#### Request A
In the LMR36015 forum thread, what capacitors were left off the input side of the board?
#### Request B
Reproduce the LMR36015 forum thread word for word from "Are you using" to "mode enabled device.".

#### Provided text
▬▬▬

LMR36015: Final optimisation questions for maximum operating efficiency

Hi Andrew,

Are you using the FPWM enabled variant? FPWM will switch at constant frequency across load and will consume more quiescent current than a device operating in AUTO mode. That being said you can achieve higher efficiencies at light load with an AUTO mode enabled device. 

You may be able to find a 4.7uH inductor with a lower DCR than your current inductor which will help reduce the power dissipated by the inductor. This won't change the power dissipated by the IC itself but it will help to reduce the overall power dissipation which may help reduce the overall temperature.

Regards,

Harrison Overturf 

Hi Harrison,

I rechecked, LMR36015FBRNXR, which if FPWM. Unfortunately I'm at the mercy of what's available (or was at the time, now neither are).

With no load the chip is at ambient temperature, so great. That IR picture above is at 200mA output, I'm not sure if diode-emulation would still be enabled anyhow at that current? The inductor shows no relevant heat dissipation, it's all in the chip.

I observed that I'd omitted the 220nF capacitors on the input side (whoops). I monkey-patched them onto the board and observe no difference, so I may have got lucky there, especially as I'm out of board space.

I did run the inductor calculations in the datasheet and the input/output current made little difference - it was mostly effected by the input voltage. In 99% of usage the input voltage will be <20V at any output load but I have to consider there's 1000uF capacitance on the input that could be charged to 50V, then a high current output (USB) gets attached and for a brief moment the chip is operating where I expect a 4.7uH may be too low. During this condition lack of efficiency would be fine but if the inductor saturates and could lead to the chip being destroyed then I'd have to stick with 10uH.

▬▬▬

#### Data
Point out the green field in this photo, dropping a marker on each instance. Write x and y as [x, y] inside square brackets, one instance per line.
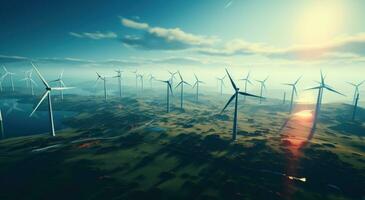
[132, 149]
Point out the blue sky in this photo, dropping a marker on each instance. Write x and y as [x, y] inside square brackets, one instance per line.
[50, 28]
[283, 38]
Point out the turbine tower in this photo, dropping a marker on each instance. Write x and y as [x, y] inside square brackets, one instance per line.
[13, 107]
[151, 80]
[10, 74]
[60, 83]
[235, 97]
[357, 91]
[196, 84]
[26, 75]
[355, 107]
[284, 98]
[136, 77]
[221, 81]
[182, 82]
[104, 81]
[119, 76]
[1, 83]
[262, 86]
[2, 126]
[320, 88]
[47, 93]
[168, 90]
[140, 76]
[246, 80]
[172, 77]
[30, 82]
[294, 91]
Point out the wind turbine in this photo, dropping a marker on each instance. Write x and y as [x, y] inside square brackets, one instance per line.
[151, 80]
[294, 91]
[196, 84]
[12, 108]
[2, 126]
[26, 75]
[357, 91]
[136, 77]
[31, 82]
[182, 82]
[140, 76]
[60, 83]
[235, 96]
[1, 83]
[221, 81]
[320, 88]
[119, 76]
[262, 86]
[172, 77]
[104, 80]
[246, 80]
[168, 90]
[10, 74]
[284, 98]
[47, 93]
[355, 107]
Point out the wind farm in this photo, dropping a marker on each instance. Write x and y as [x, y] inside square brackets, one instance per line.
[182, 100]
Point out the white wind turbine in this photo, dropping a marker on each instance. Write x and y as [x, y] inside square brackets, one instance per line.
[47, 93]
[119, 76]
[104, 80]
[246, 80]
[30, 81]
[60, 82]
[262, 86]
[10, 74]
[2, 126]
[293, 92]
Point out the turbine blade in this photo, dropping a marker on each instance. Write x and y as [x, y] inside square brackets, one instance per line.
[361, 83]
[352, 84]
[186, 83]
[232, 82]
[298, 80]
[62, 88]
[196, 78]
[31, 80]
[295, 91]
[250, 95]
[322, 79]
[333, 90]
[39, 103]
[195, 84]
[40, 76]
[178, 84]
[180, 76]
[61, 75]
[314, 88]
[170, 88]
[229, 101]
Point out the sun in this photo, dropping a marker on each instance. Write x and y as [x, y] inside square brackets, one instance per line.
[319, 23]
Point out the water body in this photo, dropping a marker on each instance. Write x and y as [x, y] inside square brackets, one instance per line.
[18, 123]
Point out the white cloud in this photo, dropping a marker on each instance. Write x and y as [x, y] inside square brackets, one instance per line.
[95, 35]
[133, 24]
[349, 47]
[163, 38]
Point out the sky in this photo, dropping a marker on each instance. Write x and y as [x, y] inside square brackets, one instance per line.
[282, 39]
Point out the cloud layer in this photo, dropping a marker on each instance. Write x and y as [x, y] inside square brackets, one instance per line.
[349, 47]
[95, 35]
[158, 38]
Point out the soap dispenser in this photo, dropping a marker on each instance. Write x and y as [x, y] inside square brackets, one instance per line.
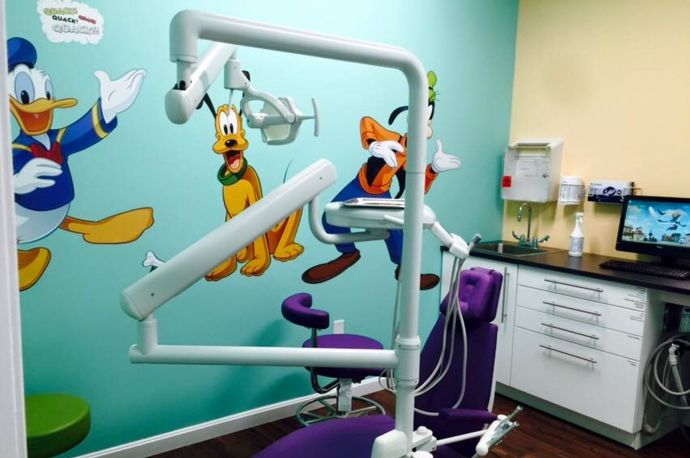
[577, 238]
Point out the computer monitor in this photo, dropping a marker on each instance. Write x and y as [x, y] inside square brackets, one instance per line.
[658, 226]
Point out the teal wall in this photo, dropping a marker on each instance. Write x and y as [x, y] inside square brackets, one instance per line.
[76, 336]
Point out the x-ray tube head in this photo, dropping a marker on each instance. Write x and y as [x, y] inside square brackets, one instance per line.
[182, 101]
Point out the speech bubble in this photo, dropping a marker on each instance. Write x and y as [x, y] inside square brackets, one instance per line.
[65, 21]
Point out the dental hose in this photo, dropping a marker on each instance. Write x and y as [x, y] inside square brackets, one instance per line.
[453, 315]
[657, 386]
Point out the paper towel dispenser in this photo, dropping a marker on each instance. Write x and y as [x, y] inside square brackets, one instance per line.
[531, 170]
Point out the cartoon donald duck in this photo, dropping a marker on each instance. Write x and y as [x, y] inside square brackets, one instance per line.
[43, 186]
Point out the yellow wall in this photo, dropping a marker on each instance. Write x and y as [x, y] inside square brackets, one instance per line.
[612, 77]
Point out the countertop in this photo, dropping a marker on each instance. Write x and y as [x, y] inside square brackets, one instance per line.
[588, 266]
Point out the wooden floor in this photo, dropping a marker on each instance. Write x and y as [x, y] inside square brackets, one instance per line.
[539, 435]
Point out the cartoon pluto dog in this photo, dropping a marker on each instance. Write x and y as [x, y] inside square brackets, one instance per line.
[242, 188]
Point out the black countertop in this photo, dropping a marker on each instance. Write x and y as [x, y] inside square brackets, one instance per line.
[588, 266]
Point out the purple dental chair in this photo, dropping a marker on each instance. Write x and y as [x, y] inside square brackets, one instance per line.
[353, 437]
[297, 309]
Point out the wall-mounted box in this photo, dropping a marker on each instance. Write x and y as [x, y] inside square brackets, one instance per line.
[608, 191]
[532, 169]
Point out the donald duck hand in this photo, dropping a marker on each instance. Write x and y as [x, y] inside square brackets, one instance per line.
[118, 95]
[31, 176]
[443, 162]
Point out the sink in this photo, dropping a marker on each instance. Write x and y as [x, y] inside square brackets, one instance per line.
[512, 249]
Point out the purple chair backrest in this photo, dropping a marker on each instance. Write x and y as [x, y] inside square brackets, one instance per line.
[479, 293]
[297, 309]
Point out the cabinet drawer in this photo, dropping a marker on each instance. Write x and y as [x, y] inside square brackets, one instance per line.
[587, 381]
[594, 313]
[633, 297]
[618, 343]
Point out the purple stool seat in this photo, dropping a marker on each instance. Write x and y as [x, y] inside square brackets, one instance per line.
[347, 438]
[346, 341]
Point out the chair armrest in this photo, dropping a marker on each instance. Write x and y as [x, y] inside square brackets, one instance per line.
[476, 416]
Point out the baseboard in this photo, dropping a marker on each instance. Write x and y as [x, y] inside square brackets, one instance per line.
[216, 428]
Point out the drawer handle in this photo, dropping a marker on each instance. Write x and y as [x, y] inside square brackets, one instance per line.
[589, 336]
[550, 348]
[553, 304]
[555, 282]
[505, 293]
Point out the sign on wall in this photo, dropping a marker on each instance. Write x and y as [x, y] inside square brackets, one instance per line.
[65, 21]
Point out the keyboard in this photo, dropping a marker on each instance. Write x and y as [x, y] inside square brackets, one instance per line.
[647, 269]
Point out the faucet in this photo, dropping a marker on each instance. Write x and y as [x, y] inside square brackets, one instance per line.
[529, 216]
[527, 240]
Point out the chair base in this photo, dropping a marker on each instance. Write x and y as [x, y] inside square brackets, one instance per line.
[307, 414]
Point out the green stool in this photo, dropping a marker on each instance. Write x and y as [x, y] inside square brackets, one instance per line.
[55, 423]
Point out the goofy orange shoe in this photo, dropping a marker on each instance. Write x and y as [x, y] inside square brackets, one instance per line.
[242, 188]
[43, 187]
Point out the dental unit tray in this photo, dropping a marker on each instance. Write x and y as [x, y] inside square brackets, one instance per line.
[373, 214]
[372, 202]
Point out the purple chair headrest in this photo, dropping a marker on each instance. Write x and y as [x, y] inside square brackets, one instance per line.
[297, 309]
[479, 292]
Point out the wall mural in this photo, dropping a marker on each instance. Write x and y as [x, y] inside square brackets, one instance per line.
[388, 160]
[43, 183]
[242, 188]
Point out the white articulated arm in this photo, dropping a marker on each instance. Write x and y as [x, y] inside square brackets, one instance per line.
[150, 292]
[187, 27]
[181, 102]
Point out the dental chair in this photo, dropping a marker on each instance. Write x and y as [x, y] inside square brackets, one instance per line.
[478, 292]
[298, 310]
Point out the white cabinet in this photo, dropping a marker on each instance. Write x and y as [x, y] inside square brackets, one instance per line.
[576, 342]
[505, 315]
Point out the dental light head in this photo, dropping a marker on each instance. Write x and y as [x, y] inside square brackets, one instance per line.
[279, 119]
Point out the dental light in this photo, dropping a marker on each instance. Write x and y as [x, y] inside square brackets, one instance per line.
[279, 118]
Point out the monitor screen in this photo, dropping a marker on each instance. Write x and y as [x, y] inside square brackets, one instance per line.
[655, 225]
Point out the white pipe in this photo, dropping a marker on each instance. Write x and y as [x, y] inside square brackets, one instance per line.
[265, 356]
[147, 332]
[181, 104]
[323, 236]
[153, 290]
[189, 26]
[12, 422]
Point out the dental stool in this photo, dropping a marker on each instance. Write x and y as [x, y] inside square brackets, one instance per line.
[353, 437]
[55, 423]
[297, 309]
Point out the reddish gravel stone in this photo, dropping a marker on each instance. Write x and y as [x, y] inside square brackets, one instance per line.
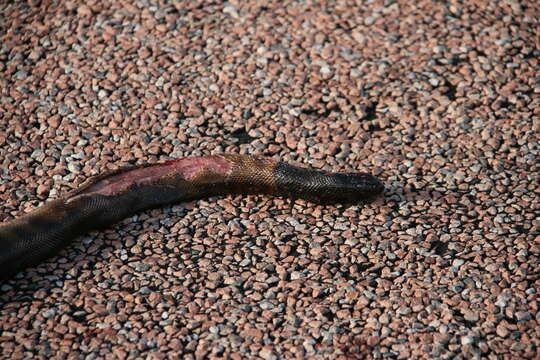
[441, 100]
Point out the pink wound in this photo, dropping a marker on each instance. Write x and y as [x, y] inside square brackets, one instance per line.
[186, 168]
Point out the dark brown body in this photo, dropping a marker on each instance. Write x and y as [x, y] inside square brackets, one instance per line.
[107, 199]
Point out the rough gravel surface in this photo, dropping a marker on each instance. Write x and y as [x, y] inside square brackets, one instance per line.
[440, 99]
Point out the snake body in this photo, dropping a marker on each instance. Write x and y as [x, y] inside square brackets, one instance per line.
[106, 199]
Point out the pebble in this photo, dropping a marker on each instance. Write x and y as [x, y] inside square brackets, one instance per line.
[442, 266]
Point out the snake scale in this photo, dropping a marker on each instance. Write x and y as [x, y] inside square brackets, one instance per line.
[106, 199]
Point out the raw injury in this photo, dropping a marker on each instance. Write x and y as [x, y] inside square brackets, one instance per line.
[186, 168]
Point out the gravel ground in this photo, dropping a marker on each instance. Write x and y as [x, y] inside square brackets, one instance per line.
[439, 99]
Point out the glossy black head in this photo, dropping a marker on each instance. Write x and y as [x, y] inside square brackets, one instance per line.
[323, 187]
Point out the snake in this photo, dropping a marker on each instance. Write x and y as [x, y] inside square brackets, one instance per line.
[106, 199]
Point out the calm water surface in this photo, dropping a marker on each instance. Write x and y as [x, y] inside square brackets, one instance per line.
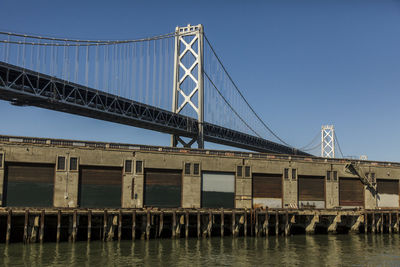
[301, 250]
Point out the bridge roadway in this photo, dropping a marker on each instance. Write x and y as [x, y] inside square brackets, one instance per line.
[21, 86]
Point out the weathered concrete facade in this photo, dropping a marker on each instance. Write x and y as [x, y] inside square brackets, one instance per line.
[140, 158]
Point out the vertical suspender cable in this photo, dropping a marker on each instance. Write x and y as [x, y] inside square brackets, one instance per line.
[76, 63]
[141, 72]
[154, 73]
[96, 74]
[23, 53]
[160, 66]
[147, 72]
[87, 67]
[134, 78]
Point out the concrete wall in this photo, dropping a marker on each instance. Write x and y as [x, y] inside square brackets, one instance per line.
[67, 181]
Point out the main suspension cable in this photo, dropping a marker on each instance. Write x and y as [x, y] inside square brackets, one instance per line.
[240, 93]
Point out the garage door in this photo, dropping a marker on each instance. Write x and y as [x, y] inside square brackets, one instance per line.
[311, 190]
[267, 190]
[100, 187]
[163, 188]
[29, 185]
[388, 193]
[218, 190]
[351, 192]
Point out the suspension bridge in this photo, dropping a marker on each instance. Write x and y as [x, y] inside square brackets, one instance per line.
[173, 83]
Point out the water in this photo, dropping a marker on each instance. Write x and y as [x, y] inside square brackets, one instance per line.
[301, 250]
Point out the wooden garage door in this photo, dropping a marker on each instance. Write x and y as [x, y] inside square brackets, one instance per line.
[100, 187]
[267, 190]
[29, 185]
[267, 185]
[388, 193]
[218, 190]
[311, 188]
[351, 192]
[162, 188]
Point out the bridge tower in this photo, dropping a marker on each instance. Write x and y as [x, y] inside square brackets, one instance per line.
[327, 141]
[189, 43]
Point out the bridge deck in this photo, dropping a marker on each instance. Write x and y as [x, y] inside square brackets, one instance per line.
[25, 87]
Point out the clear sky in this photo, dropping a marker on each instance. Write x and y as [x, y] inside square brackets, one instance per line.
[301, 64]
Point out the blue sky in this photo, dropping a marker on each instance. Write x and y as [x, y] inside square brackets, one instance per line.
[301, 64]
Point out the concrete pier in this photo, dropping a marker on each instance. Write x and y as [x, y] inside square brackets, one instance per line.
[59, 225]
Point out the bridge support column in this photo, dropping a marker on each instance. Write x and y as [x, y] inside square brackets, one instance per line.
[189, 43]
[1, 177]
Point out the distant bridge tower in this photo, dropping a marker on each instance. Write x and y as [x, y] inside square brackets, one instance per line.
[327, 141]
[188, 88]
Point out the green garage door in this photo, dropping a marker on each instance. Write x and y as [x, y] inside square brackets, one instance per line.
[29, 185]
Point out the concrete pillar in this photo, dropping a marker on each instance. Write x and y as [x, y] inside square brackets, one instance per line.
[370, 198]
[243, 191]
[2, 156]
[66, 183]
[191, 191]
[290, 196]
[332, 193]
[138, 183]
[128, 184]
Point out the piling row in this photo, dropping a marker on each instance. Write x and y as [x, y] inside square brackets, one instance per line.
[57, 225]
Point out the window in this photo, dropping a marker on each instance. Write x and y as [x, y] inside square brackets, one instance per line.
[372, 174]
[139, 166]
[187, 168]
[247, 171]
[61, 163]
[294, 174]
[239, 171]
[133, 189]
[73, 164]
[328, 175]
[196, 169]
[128, 166]
[286, 173]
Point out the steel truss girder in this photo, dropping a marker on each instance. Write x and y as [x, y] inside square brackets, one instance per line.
[196, 33]
[25, 87]
[327, 141]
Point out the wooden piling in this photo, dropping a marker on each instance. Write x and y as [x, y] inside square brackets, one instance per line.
[161, 223]
[8, 233]
[251, 222]
[74, 225]
[105, 223]
[26, 222]
[187, 224]
[233, 223]
[174, 224]
[256, 227]
[148, 226]
[365, 223]
[198, 224]
[287, 225]
[133, 224]
[58, 225]
[89, 225]
[41, 235]
[245, 222]
[222, 223]
[119, 225]
[373, 229]
[266, 224]
[210, 223]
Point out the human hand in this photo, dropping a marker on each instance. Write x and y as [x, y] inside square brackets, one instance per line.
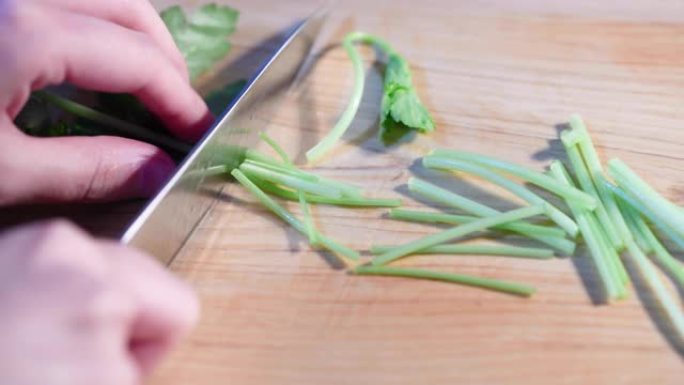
[103, 45]
[76, 311]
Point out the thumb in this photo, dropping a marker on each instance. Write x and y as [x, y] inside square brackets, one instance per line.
[86, 169]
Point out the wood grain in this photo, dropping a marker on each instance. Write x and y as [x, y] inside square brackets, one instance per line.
[499, 77]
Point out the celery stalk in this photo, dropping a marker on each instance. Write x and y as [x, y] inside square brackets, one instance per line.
[582, 199]
[485, 283]
[457, 232]
[493, 250]
[440, 195]
[452, 219]
[291, 219]
[560, 218]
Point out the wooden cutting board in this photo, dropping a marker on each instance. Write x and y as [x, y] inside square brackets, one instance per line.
[499, 78]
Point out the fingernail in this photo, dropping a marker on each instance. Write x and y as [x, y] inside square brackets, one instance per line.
[155, 173]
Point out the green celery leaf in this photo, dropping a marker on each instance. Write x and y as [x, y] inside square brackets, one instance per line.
[201, 36]
[221, 98]
[402, 111]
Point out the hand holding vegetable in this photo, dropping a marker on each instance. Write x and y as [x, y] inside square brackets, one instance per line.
[103, 45]
[79, 311]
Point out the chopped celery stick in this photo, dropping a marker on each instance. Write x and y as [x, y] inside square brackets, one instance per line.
[276, 147]
[563, 221]
[287, 170]
[593, 163]
[625, 197]
[499, 250]
[291, 219]
[653, 281]
[656, 203]
[346, 189]
[308, 220]
[262, 158]
[440, 195]
[292, 182]
[343, 201]
[597, 249]
[452, 219]
[347, 116]
[587, 186]
[640, 229]
[457, 232]
[485, 283]
[583, 199]
[617, 268]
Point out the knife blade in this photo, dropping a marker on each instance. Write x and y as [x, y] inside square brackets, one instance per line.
[174, 213]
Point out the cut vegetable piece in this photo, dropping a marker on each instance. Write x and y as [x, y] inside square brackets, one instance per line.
[655, 284]
[202, 36]
[457, 232]
[583, 199]
[452, 219]
[646, 195]
[276, 147]
[625, 197]
[347, 116]
[585, 182]
[344, 201]
[485, 283]
[293, 182]
[557, 216]
[597, 249]
[401, 109]
[663, 257]
[596, 172]
[448, 198]
[285, 215]
[494, 250]
[308, 220]
[117, 125]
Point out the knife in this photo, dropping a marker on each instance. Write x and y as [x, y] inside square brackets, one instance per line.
[174, 213]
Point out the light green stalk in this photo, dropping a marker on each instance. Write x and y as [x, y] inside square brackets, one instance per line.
[291, 219]
[457, 232]
[493, 250]
[587, 186]
[598, 249]
[485, 283]
[557, 216]
[452, 219]
[581, 198]
[448, 198]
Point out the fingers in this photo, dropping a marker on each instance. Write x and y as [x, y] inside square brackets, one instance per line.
[138, 15]
[79, 169]
[166, 307]
[95, 54]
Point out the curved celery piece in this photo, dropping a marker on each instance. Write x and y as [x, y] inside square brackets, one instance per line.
[560, 218]
[585, 181]
[457, 232]
[599, 251]
[290, 181]
[440, 195]
[494, 250]
[276, 147]
[291, 219]
[484, 283]
[347, 116]
[583, 199]
[646, 195]
[653, 281]
[639, 228]
[452, 219]
[343, 201]
[625, 197]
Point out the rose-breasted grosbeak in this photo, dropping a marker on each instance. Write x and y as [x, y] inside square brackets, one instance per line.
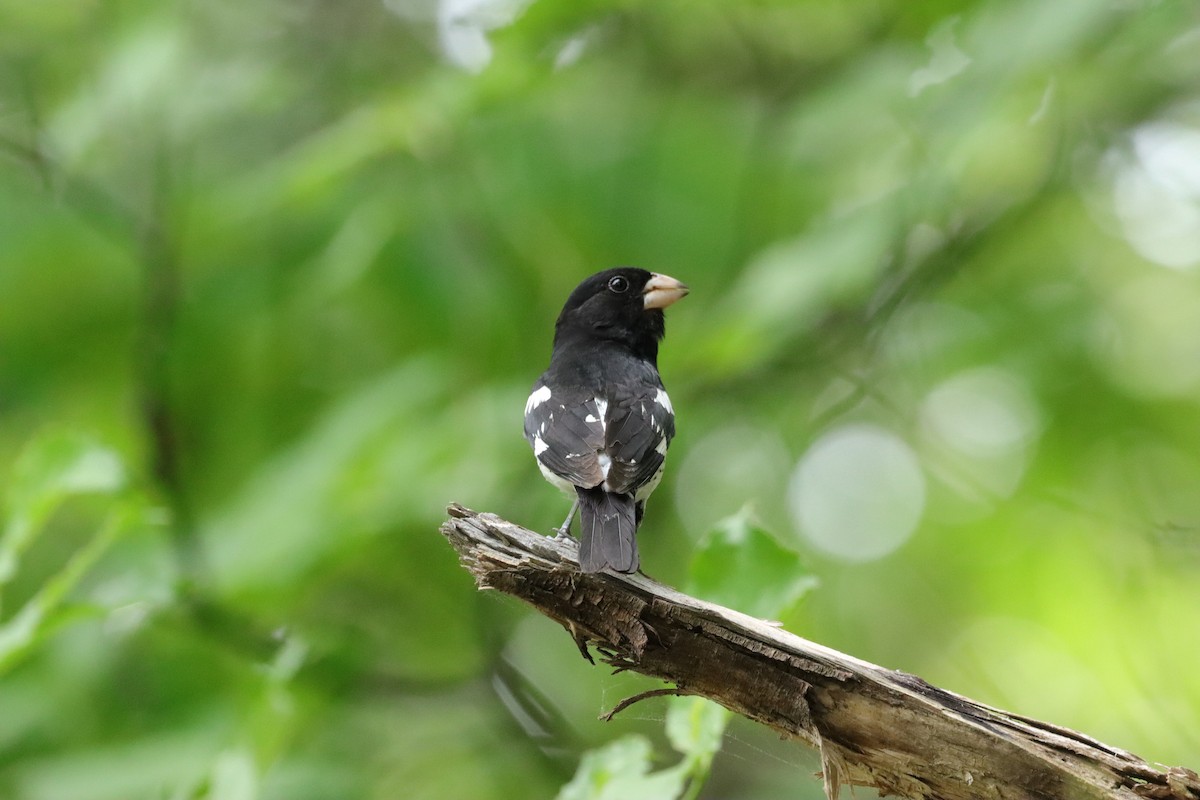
[599, 420]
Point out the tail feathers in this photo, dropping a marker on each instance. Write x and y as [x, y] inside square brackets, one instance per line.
[607, 528]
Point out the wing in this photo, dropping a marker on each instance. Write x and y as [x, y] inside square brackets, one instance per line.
[640, 427]
[565, 427]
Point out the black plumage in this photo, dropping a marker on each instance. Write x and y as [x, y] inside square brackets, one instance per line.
[599, 419]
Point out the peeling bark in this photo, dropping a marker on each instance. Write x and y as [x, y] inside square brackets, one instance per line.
[871, 726]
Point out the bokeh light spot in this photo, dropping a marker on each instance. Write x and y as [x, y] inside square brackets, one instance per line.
[858, 492]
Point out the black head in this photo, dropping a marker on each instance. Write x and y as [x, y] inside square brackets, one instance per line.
[622, 307]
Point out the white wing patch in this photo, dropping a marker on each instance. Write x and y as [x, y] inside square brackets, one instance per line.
[537, 398]
[661, 398]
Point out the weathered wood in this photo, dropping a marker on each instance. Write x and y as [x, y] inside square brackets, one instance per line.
[873, 726]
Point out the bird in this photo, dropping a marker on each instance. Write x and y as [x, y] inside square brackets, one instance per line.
[599, 419]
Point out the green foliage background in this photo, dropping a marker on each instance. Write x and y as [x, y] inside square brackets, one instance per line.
[275, 278]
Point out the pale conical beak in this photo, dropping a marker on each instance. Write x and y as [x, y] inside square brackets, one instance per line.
[661, 290]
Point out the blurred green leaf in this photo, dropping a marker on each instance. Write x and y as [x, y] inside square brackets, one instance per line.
[621, 770]
[52, 468]
[741, 565]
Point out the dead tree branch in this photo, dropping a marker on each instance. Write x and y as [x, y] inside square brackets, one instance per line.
[873, 726]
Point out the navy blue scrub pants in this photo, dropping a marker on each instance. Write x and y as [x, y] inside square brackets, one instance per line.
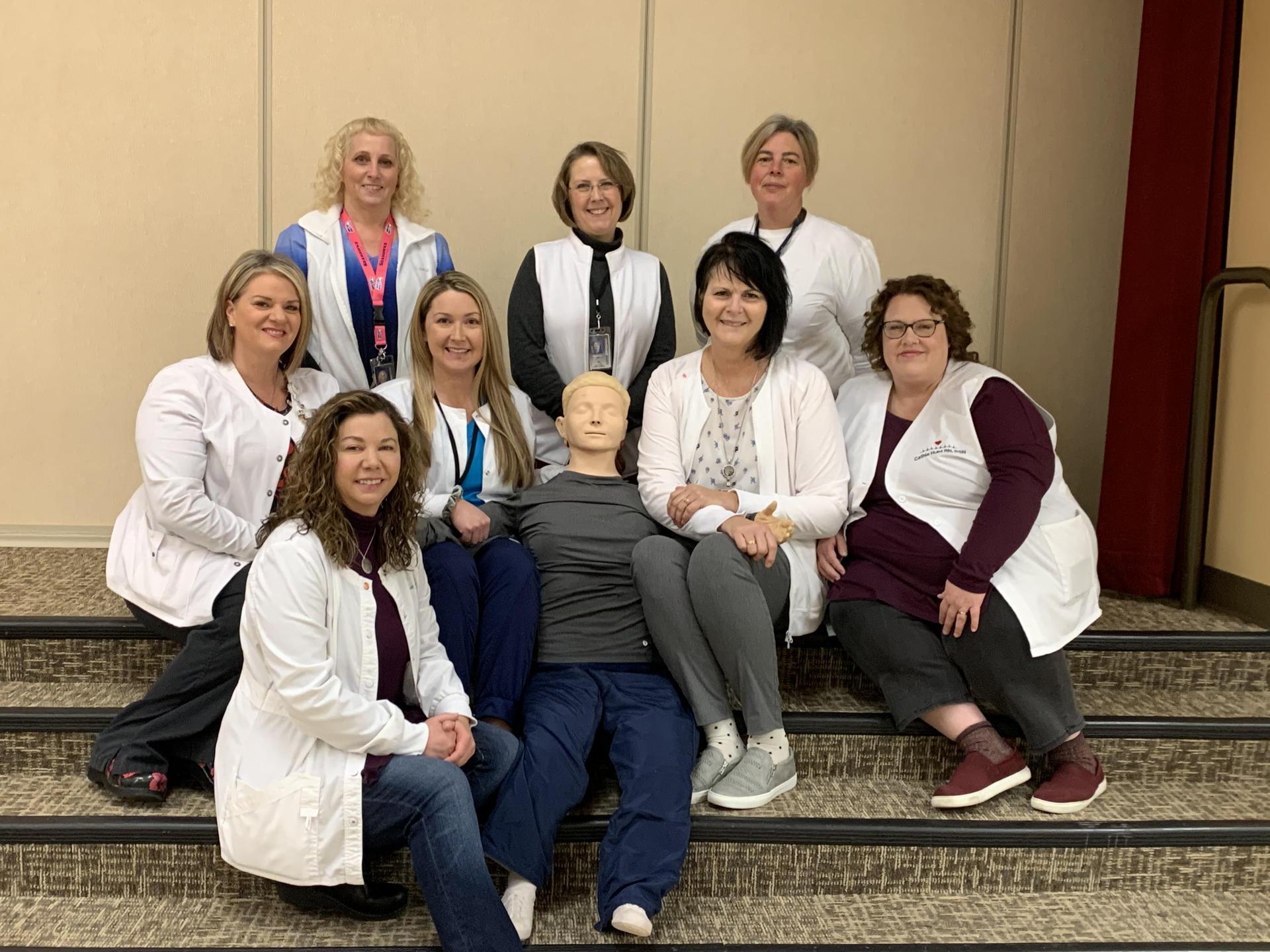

▬▬▬

#### Exercise result A
The 220nF capacitors.

#### Exercise result B
Are you using the FPWM enabled variant? FPWM will switch at constant frequency across load and will consume more quiescent current than a device operating in AUTO mode. That being said you can achieve higher efficiencies at light load with an AUTO mode enabled device.